SUPPLIED ENTRIES: Begin

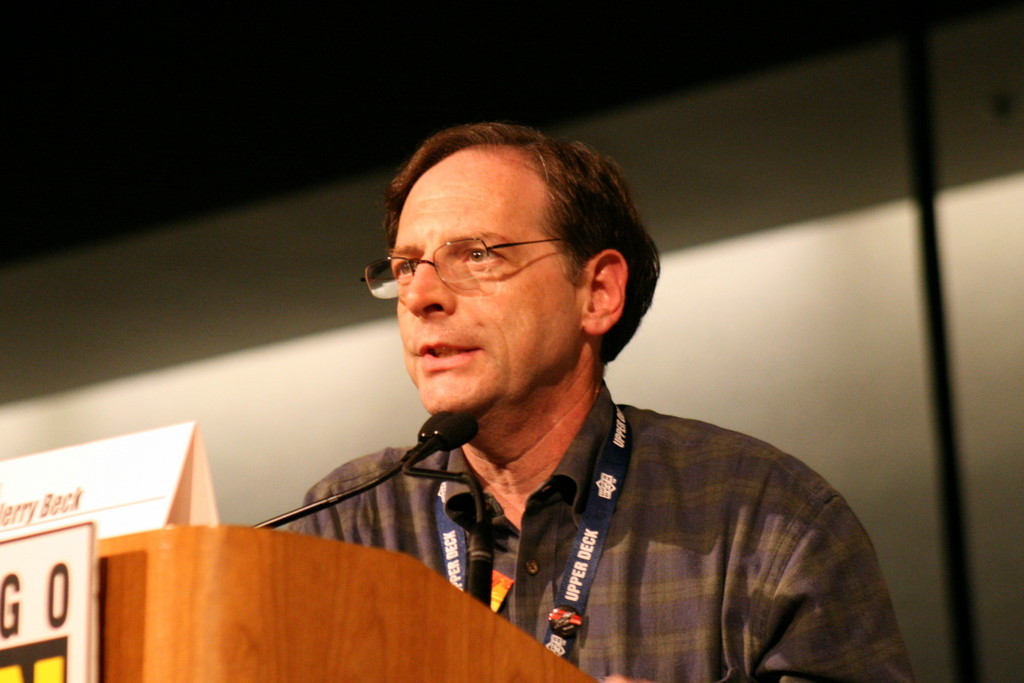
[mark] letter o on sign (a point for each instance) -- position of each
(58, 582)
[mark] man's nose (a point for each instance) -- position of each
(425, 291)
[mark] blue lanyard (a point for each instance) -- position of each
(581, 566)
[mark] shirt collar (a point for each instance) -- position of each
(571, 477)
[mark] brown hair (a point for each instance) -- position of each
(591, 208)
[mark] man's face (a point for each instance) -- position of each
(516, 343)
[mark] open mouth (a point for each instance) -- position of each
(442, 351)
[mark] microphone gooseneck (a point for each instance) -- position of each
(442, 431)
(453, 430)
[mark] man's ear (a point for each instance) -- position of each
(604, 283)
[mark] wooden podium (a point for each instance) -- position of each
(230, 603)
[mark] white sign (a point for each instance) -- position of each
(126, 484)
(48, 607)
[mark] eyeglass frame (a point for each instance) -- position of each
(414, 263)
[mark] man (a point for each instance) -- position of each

SUPPLIED ENTRIES: End

WHAT TO DO: Only output the lines from the one with "[mark] microphone gooseneck" through the end of the entries above, exactly as they are.

RESPONSE TO THE TASK:
[mark] microphone gooseneck (a point for each instance) -- position of each
(442, 431)
(453, 430)
[mark] man's ear (a point for each instance) -- position of each
(604, 283)
[mark] wooden podium (a point for each instance) -- position of each
(230, 603)
[mark] white sign (a point for each instance) -- position of each
(126, 484)
(48, 607)
[mark] eyeglass frame (a point for each instance) -- position of each
(414, 263)
[mark] man (a point for each instance) -- position of each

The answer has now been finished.